• Exercise text:
════════════════════
Category Archives: Entertainment

WHAT I READ: April 2014

I should just accept that four books is a reasonable number of books to read in a month, and anything more would be nothing short of a miracle. This blog post is kind of all over the place, and I don’t know how much anybody else will get out of this. It’s mostly just ramblings and stories, but I’m posting for posterity. These are the books I read in April.

Books Books


I started reading Harry Potter when I was 10 or 11, which is comparatively later than many of my peers. Or at least, it felt that way. In primary school, we had this reading rewards program where they encouraged us to read books by completing reading-based activities, and if we completed a certain number of activities within a month or whatever, we got a voucher for one Pizza Hut buffet. Which was more relevant when Pizza Hut buffets actually existed and were delicious.

But anyway, one of the activities was to pick one page out of whatever novel you were reading, and read it out loud to the class. One boy in my class was super into Harry Potter, and I was like “haha what a nerd”, but I think that was mostly because he used to bully me a bunch and so everything he liked was horrible because he was just the worst. Except that he chose to read out a page describing a really exciting Quidditch match (I forget which one) and I went from being slumped over my desk in a bored stupor to sitting up straight and thinking “oh no…this is great and I must read all the Harry Potter books I can immediately”.
════════════════════
• Dataset excerpts:

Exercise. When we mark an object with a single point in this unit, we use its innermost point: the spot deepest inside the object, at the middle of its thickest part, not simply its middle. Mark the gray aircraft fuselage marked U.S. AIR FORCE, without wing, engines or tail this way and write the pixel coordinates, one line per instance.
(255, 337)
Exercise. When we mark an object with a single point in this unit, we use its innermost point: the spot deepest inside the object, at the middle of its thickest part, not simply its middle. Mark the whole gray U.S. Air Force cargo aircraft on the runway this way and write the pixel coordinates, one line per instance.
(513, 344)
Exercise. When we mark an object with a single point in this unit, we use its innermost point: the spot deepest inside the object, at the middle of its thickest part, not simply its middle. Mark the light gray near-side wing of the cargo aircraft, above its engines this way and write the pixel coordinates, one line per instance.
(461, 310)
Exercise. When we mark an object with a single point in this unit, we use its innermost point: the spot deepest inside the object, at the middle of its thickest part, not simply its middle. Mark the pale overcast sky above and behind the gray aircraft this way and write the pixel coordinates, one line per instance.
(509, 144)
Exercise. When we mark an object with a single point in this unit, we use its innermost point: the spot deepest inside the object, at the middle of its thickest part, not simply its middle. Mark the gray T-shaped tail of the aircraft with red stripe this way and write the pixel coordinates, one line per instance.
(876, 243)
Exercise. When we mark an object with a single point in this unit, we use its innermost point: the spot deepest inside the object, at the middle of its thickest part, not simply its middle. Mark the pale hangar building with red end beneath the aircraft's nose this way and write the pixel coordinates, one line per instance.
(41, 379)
════════════════════
• Things to do:
1 – Please quote the passage of the blog post that opens with the words containing "I should just" and closes with "read in April.".
2 – Summarize the blog post in two sentences.
The material above is separate from the blog post.

• Answers by item:
1 –
I should just accept that four books is a reasonable number of books to read in a month, and anything more would be nothing short of a miracle. This blog post is kind of all over the place, and I don’t know how much anybody else will get out of this. It’s mostly just ramblings and stories, but I’m posting for posterity. These are the books I read in April.

2 – The writer says four books a month is a reasonable number to read and presents the books read in April 2014. The writer started Harry Potter at 10 or 11 and became eager to read the whole series after a classmate who had bullied the writer read aloud a page about an exciting Quidditch match for a primary school reading activity.